> **Short problem**: All lines from the line containing "of the yellow" up to and including the last line of the listing below should be echoed exactly; no other lines belong in the response.

===== Task material =====

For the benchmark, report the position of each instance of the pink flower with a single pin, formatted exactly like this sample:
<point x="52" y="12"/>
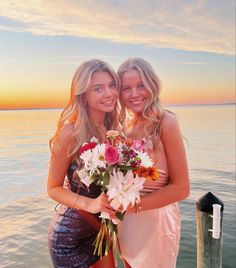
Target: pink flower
<point x="138" y="145"/>
<point x="87" y="146"/>
<point x="111" y="155"/>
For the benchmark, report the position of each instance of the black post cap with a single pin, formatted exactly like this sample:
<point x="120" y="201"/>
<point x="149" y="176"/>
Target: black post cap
<point x="205" y="203"/>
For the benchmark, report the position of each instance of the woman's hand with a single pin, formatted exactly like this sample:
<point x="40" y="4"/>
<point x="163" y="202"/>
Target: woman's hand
<point x="101" y="204"/>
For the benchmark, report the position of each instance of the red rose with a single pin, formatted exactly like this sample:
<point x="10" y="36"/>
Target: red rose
<point x="111" y="155"/>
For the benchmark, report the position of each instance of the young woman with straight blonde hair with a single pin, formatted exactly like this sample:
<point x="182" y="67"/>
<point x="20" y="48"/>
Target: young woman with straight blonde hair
<point x="150" y="232"/>
<point x="91" y="111"/>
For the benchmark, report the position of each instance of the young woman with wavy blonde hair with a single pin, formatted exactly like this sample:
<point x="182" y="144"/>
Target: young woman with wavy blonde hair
<point x="91" y="111"/>
<point x="150" y="233"/>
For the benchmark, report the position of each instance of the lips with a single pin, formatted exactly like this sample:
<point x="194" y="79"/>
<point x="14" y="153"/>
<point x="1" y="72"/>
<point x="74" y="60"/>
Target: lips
<point x="136" y="102"/>
<point x="108" y="102"/>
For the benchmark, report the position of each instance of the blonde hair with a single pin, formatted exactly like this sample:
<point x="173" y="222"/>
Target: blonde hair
<point x="153" y="110"/>
<point x="75" y="113"/>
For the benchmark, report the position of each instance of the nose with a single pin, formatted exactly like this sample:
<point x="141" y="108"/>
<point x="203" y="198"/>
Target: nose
<point x="134" y="92"/>
<point x="107" y="92"/>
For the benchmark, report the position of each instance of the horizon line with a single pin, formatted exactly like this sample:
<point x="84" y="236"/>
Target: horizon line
<point x="177" y="104"/>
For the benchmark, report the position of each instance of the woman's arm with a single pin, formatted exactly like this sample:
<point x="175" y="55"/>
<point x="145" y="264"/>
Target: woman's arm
<point x="59" y="163"/>
<point x="178" y="187"/>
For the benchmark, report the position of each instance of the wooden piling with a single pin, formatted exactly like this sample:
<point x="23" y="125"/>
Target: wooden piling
<point x="209" y="249"/>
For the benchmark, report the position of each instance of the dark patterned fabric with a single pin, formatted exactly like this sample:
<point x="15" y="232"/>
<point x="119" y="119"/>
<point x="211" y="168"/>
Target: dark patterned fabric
<point x="72" y="232"/>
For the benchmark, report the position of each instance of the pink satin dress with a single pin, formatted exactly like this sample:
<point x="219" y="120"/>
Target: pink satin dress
<point x="150" y="239"/>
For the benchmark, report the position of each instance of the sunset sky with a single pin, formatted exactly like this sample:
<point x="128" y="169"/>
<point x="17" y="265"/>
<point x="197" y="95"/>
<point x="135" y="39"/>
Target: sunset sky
<point x="191" y="45"/>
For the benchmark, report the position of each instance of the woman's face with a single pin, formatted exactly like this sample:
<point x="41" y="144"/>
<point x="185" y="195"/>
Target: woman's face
<point x="102" y="93"/>
<point x="133" y="92"/>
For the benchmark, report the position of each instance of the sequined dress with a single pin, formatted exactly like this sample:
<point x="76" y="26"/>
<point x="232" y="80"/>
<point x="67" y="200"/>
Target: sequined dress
<point x="72" y="232"/>
<point x="150" y="239"/>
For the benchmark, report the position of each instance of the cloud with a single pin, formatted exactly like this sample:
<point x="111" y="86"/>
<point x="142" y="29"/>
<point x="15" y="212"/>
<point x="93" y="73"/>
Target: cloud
<point x="203" y="25"/>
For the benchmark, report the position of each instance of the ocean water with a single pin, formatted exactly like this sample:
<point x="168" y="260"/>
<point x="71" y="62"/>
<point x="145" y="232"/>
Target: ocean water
<point x="25" y="209"/>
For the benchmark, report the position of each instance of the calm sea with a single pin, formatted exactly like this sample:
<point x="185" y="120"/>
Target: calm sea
<point x="25" y="209"/>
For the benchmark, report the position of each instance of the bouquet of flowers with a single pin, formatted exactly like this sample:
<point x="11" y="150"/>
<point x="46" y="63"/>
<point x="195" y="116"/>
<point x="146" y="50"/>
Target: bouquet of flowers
<point x="120" y="166"/>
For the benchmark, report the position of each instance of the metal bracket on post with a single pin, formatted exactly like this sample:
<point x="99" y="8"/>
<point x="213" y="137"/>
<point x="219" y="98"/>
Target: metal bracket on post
<point x="216" y="221"/>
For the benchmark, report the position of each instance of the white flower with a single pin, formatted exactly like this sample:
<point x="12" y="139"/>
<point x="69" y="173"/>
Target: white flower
<point x="87" y="157"/>
<point x="94" y="158"/>
<point x="146" y="161"/>
<point x="98" y="158"/>
<point x="94" y="139"/>
<point x="84" y="177"/>
<point x="124" y="190"/>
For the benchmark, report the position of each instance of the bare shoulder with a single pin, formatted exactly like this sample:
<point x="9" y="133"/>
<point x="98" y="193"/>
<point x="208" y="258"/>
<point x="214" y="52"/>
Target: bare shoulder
<point x="169" y="121"/>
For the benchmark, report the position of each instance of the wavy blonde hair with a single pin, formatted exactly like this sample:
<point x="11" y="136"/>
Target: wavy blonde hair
<point x="75" y="113"/>
<point x="153" y="111"/>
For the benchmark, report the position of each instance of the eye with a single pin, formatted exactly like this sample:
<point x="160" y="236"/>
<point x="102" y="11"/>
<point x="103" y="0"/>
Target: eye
<point x="113" y="85"/>
<point x="141" y="86"/>
<point x="97" y="89"/>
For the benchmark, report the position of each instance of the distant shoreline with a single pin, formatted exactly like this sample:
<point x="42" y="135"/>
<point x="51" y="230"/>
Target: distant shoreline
<point x="166" y="105"/>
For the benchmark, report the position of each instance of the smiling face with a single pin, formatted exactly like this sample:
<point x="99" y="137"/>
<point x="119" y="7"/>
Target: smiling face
<point x="134" y="95"/>
<point x="102" y="93"/>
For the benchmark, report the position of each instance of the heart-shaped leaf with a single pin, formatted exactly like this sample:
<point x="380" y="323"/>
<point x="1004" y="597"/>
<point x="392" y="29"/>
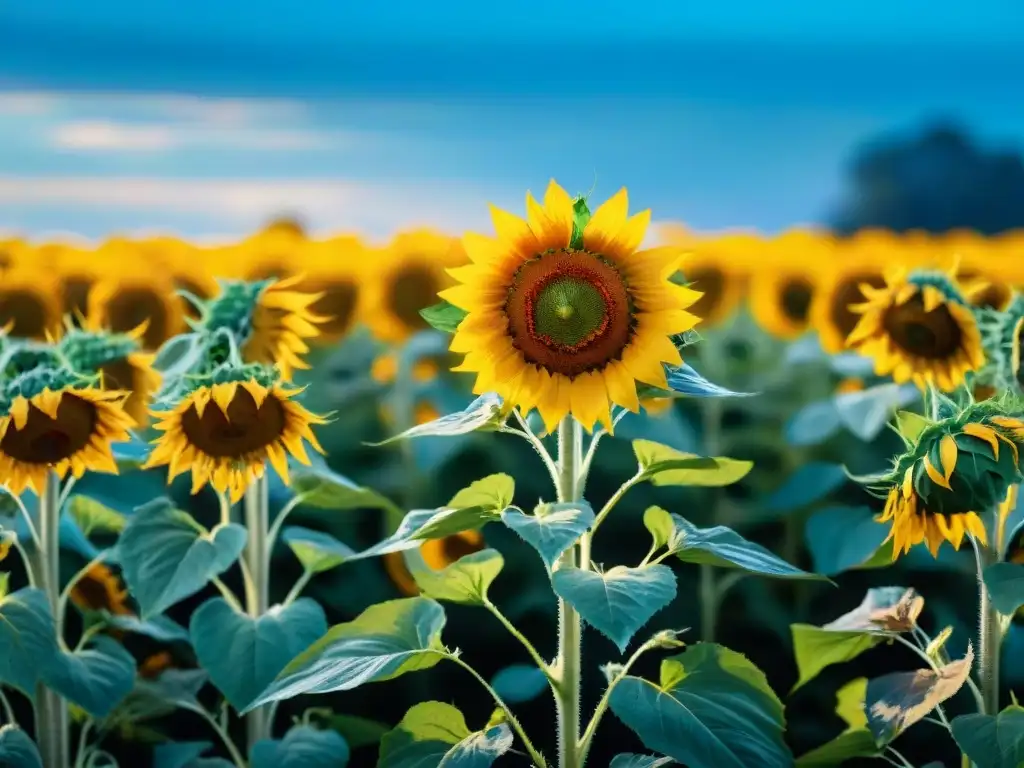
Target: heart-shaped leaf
<point x="166" y="556"/>
<point x="28" y="638"/>
<point x="619" y="601"/>
<point x="16" y="750"/>
<point x="433" y="733"/>
<point x="717" y="546"/>
<point x="552" y="528"/>
<point x="302" y="747"/>
<point x="95" y="678"/>
<point x="383" y="642"/>
<point x="316" y="551"/>
<point x="712" y="709"/>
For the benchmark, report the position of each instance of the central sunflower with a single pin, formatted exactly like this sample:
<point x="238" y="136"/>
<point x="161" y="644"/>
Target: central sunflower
<point x="564" y="314"/>
<point x="226" y="428"/>
<point x="919" y="328"/>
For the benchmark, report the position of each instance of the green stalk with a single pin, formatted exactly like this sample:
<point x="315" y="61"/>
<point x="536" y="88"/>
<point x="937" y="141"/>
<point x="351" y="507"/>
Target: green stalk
<point x="257" y="559"/>
<point x="52" y="721"/>
<point x="566" y="667"/>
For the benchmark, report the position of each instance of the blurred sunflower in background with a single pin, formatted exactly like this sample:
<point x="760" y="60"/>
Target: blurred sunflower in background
<point x="408" y="274"/>
<point x="782" y="289"/>
<point x="228" y="425"/>
<point x="568" y="324"/>
<point x="716" y="267"/>
<point x="919" y="328"/>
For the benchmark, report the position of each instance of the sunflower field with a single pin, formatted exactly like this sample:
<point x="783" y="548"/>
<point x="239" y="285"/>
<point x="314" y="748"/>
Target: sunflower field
<point x="549" y="496"/>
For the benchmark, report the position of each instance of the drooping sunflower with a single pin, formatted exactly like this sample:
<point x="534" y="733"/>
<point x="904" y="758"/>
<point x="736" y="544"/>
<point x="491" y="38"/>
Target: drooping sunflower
<point x="408" y="275"/>
<point x="268" y="317"/>
<point x="437" y="553"/>
<point x="51" y="419"/>
<point x="119" y="360"/>
<point x="717" y="266"/>
<point x="782" y="287"/>
<point x="955" y="469"/>
<point x="919" y="328"/>
<point x="564" y="313"/>
<point x="227" y="425"/>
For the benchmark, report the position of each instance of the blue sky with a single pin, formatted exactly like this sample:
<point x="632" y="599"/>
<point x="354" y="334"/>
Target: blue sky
<point x="208" y="118"/>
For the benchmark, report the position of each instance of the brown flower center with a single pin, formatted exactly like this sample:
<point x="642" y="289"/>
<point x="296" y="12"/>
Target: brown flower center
<point x="569" y="311"/>
<point x="933" y="335"/>
<point x="246" y="428"/>
<point x="847" y="293"/>
<point x="46" y="440"/>
<point x="413" y="288"/>
<point x="28" y="311"/>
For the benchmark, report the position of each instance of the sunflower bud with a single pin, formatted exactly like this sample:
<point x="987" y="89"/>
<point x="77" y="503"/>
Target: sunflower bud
<point x="955" y="469"/>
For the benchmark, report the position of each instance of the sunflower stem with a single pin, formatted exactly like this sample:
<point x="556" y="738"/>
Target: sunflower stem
<point x="567" y="665"/>
<point x="51" y="711"/>
<point x="257" y="561"/>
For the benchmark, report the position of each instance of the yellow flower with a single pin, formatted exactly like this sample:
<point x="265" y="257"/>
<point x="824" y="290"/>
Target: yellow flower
<point x="782" y="287"/>
<point x="64" y="430"/>
<point x="568" y="326"/>
<point x="918" y="328"/>
<point x="407" y="278"/>
<point x="100" y="589"/>
<point x="437" y="553"/>
<point x="226" y="432"/>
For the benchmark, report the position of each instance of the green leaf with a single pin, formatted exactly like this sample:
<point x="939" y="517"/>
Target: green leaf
<point x="992" y="741"/>
<point x="1005" y="582"/>
<point x="717" y="546"/>
<point x="315" y="550"/>
<point x="482" y="415"/>
<point x="96" y="678"/>
<point x="16" y="750"/>
<point x="666" y="466"/>
<point x="433" y="733"/>
<point x="443" y="316"/>
<point x="166" y="556"/>
<point x="712" y="709"/>
<point x="302" y="747"/>
<point x="383" y="642"/>
<point x="244" y="654"/>
<point x="619" y="601"/>
<point x="519" y="683"/>
<point x="552" y="528"/>
<point x="326" y="489"/>
<point x="843" y="539"/>
<point x="466" y="581"/>
<point x="896" y="701"/>
<point x="93" y="516"/>
<point x="28" y="638"/>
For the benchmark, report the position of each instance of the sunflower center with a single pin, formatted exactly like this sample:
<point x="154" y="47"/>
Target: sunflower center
<point x="934" y="335"/>
<point x="132" y="306"/>
<point x="796" y="299"/>
<point x="569" y="312"/>
<point x="245" y="429"/>
<point x="413" y="289"/>
<point x="47" y="440"/>
<point x="26" y="309"/>
<point x="847" y="293"/>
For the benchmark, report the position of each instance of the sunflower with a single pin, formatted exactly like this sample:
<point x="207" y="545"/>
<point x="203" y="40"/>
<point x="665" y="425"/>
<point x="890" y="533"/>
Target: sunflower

=====

> **Final answer**:
For the benchmark, report the position of each instance of the yellow flower with a single pin, formatted exactly like this sample:
<point x="265" y="257"/>
<point x="824" y="290"/>
Target: yellow flower
<point x="782" y="287"/>
<point x="64" y="430"/>
<point x="568" y="326"/>
<point x="918" y="328"/>
<point x="407" y="278"/>
<point x="100" y="589"/>
<point x="437" y="553"/>
<point x="226" y="432"/>
For the benchmark, report the position of each instance of the green leaf with a single pin, formatted exactly like this sample:
<point x="939" y="517"/>
Target: green leaf
<point x="992" y="741"/>
<point x="1005" y="582"/>
<point x="717" y="546"/>
<point x="315" y="550"/>
<point x="482" y="415"/>
<point x="96" y="678"/>
<point x="16" y="750"/>
<point x="666" y="466"/>
<point x="433" y="733"/>
<point x="443" y="316"/>
<point x="166" y="556"/>
<point x="712" y="709"/>
<point x="302" y="747"/>
<point x="383" y="642"/>
<point x="244" y="654"/>
<point x="619" y="601"/>
<point x="519" y="683"/>
<point x="552" y="528"/>
<point x="326" y="489"/>
<point x="843" y="539"/>
<point x="466" y="581"/>
<point x="896" y="701"/>
<point x="93" y="516"/>
<point x="28" y="638"/>
For the benchmark, report the position of each instance of the sunflower center with a single pin, formatted exactly like this sample:
<point x="154" y="47"/>
Target: sunflower center
<point x="934" y="335"/>
<point x="132" y="306"/>
<point x="796" y="299"/>
<point x="569" y="312"/>
<point x="245" y="429"/>
<point x="413" y="289"/>
<point x="47" y="440"/>
<point x="26" y="309"/>
<point x="847" y="293"/>
For the benchmark, report the position of each instance of the sunflower with a single pin, formatted exactly like this sample:
<point x="207" y="545"/>
<point x="203" y="40"/>
<point x="665" y="425"/>
<point x="890" y="533"/>
Target: sunflower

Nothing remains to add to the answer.